Exercise →
From the line that contains "the black trousers" to the last line of the entries, set down each line exactly as written, both ends included, with nothing else.
______
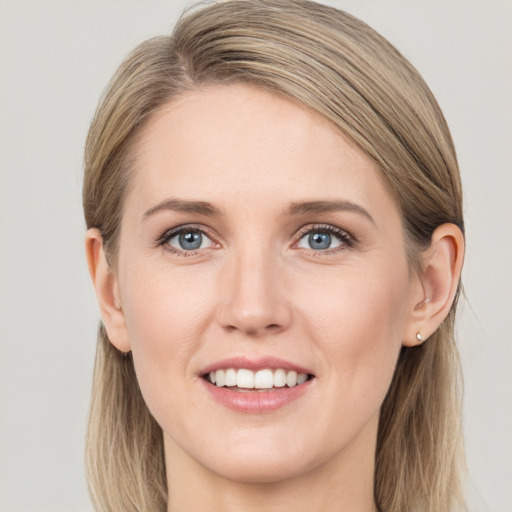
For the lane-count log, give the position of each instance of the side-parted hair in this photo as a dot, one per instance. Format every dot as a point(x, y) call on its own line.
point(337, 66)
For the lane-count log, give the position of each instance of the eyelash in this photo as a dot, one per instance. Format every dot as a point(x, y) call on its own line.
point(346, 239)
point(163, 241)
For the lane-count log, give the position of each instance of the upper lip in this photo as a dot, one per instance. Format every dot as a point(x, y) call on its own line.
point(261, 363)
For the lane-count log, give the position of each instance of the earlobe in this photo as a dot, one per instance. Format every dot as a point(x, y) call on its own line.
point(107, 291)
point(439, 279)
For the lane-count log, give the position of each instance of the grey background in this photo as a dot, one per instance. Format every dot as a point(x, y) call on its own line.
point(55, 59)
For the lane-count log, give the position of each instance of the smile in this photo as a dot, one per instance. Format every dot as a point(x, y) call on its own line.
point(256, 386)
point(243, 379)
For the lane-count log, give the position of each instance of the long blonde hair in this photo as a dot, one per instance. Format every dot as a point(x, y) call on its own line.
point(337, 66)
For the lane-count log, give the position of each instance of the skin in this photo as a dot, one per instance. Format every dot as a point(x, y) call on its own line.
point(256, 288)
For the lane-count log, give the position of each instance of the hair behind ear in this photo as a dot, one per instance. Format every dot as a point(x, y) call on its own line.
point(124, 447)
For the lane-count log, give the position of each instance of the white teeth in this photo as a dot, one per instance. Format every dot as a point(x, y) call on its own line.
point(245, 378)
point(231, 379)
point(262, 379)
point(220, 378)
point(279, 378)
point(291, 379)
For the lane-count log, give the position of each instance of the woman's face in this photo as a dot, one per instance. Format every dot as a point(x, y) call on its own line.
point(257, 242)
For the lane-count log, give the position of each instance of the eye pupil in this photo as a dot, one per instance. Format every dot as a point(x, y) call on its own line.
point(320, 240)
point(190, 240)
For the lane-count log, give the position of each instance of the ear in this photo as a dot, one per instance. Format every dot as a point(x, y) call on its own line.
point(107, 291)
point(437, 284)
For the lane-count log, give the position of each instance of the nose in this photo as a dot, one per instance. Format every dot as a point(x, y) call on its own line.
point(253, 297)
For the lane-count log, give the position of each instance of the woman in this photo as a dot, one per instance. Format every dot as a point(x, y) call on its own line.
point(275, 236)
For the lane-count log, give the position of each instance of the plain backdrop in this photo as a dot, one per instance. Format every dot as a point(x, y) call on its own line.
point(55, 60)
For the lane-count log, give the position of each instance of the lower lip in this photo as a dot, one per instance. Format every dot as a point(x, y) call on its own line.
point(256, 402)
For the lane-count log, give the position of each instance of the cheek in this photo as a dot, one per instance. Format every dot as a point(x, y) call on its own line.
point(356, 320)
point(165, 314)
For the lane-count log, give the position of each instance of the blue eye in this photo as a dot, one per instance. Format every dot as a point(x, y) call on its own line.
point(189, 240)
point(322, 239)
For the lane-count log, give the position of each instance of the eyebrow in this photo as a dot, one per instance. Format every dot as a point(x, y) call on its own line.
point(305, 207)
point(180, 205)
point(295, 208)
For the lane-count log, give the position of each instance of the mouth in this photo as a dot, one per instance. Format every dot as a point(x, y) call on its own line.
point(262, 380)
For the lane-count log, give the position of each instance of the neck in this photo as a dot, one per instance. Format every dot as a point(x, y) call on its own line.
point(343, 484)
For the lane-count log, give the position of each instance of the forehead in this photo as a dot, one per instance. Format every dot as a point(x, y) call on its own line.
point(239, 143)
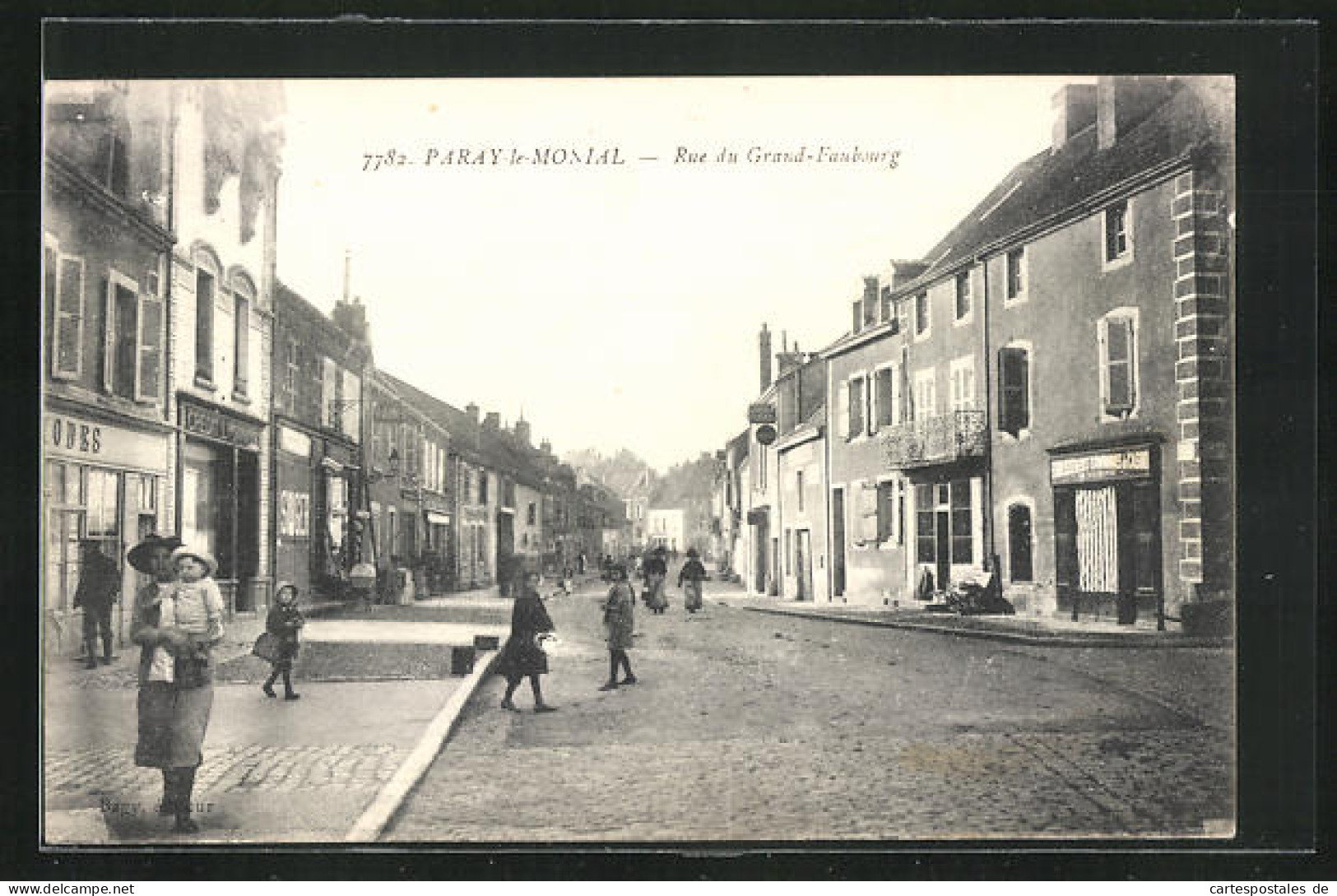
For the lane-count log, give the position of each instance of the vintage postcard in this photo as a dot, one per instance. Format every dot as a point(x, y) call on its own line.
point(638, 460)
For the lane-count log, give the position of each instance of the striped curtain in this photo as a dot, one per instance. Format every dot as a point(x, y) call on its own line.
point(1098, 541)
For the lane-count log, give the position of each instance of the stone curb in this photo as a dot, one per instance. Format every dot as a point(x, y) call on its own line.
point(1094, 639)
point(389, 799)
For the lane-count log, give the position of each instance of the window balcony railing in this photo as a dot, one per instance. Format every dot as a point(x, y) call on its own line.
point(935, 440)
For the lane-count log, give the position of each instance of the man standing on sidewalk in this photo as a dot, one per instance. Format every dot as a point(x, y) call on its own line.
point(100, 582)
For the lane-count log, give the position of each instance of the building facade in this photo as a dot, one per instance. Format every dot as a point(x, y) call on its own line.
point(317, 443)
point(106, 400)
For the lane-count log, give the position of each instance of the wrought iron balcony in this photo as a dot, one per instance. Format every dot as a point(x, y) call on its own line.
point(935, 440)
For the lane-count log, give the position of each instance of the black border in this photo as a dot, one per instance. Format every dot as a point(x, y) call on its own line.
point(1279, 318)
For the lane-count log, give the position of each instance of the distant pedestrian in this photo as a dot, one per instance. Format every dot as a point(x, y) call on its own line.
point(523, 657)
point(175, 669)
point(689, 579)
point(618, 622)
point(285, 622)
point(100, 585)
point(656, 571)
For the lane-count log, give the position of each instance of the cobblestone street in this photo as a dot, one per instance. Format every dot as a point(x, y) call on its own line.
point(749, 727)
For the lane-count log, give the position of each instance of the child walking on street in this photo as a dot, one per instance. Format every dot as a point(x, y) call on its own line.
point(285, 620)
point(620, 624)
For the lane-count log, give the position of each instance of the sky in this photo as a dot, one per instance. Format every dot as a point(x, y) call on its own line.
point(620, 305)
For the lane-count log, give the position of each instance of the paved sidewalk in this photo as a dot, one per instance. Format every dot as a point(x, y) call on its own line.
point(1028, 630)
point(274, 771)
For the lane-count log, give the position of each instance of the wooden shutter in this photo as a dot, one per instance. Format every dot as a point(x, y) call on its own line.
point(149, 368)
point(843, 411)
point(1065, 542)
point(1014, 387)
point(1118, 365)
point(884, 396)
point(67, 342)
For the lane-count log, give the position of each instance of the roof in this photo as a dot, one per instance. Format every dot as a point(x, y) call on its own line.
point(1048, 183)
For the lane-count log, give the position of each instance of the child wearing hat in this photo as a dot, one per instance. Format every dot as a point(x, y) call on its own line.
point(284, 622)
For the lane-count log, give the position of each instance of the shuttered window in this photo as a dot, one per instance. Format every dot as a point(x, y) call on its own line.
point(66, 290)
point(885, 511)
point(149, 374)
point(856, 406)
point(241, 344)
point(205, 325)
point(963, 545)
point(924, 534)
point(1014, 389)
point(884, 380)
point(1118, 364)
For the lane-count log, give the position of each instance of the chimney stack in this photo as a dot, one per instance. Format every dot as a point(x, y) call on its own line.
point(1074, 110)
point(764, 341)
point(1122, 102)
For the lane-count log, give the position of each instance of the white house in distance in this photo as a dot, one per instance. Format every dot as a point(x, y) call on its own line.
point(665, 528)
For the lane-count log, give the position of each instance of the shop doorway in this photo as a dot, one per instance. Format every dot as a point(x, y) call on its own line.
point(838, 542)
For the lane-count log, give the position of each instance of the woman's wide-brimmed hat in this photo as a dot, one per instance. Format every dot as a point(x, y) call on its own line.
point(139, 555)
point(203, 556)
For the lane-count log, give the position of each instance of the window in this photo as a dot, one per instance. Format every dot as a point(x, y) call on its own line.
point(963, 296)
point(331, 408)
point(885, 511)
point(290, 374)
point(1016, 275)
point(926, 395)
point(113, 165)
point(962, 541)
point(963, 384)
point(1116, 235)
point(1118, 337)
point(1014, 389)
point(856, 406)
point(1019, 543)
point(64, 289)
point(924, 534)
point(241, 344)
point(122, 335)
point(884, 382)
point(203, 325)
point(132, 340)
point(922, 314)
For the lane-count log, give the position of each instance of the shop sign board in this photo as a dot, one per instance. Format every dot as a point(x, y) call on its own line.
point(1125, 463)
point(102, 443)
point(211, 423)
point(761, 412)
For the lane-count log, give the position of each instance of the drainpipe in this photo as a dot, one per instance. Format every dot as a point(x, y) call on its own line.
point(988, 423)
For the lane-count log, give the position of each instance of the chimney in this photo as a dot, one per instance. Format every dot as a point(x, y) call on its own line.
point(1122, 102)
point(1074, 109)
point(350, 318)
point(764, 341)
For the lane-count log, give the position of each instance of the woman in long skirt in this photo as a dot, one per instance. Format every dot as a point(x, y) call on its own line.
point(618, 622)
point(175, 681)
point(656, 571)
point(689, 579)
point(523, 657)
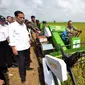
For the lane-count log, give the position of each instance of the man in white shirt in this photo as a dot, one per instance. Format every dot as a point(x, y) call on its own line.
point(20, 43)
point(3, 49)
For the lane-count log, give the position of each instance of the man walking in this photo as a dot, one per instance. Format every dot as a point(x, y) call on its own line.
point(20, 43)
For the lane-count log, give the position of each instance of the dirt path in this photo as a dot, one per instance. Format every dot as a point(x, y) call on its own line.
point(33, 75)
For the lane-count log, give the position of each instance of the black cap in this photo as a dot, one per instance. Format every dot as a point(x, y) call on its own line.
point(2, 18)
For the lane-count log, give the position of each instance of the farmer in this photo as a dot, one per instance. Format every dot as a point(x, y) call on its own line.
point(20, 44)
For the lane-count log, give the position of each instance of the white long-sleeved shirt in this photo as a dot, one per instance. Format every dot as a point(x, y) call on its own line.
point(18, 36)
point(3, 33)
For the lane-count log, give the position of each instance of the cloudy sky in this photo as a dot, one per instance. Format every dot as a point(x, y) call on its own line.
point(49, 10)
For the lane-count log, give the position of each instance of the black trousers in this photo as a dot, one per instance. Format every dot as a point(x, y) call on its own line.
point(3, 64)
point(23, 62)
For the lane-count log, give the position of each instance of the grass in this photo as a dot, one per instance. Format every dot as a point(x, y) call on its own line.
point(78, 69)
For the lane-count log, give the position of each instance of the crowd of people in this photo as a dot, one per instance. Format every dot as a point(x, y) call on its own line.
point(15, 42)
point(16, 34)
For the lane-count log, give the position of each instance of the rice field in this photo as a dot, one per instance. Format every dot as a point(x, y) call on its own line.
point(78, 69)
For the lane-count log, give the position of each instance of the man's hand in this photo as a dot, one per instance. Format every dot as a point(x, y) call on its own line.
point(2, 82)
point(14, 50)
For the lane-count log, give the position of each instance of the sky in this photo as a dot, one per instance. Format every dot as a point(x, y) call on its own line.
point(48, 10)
______
Answer section →
For the lane-count log, give the position of each instance of the black trousers in this photo as a dot, one per instance. Format every dot as a point(x, y) call on its own line.
point(3, 64)
point(23, 62)
For the lane-count log, give the position of each instance of the grass in this photo as a dot, one per instance. Format every dot as a point(x, y) call on its own line.
point(78, 69)
For the lane-count log, give the position of each instance of the crowd of people in this photo as a dot, one per instance. Format every dot as a point(x, y) call on its own line.
point(15, 42)
point(16, 34)
For the lane-count log, give the position of each instance of the rice field in this photo as a dot, one per instance. Format every dot as a point(x, y) call on its own line.
point(78, 69)
For the lane-count log, give the position of each instance of the man's hand in this photo as a dot, one per instance. Format every dot as a point(x, y) call on its own line.
point(2, 82)
point(14, 50)
For the lane-count log, give the position of each instance of the sky in this photo as a dot, one per instance. Format every dot as a point(x, y) call on its own line.
point(48, 10)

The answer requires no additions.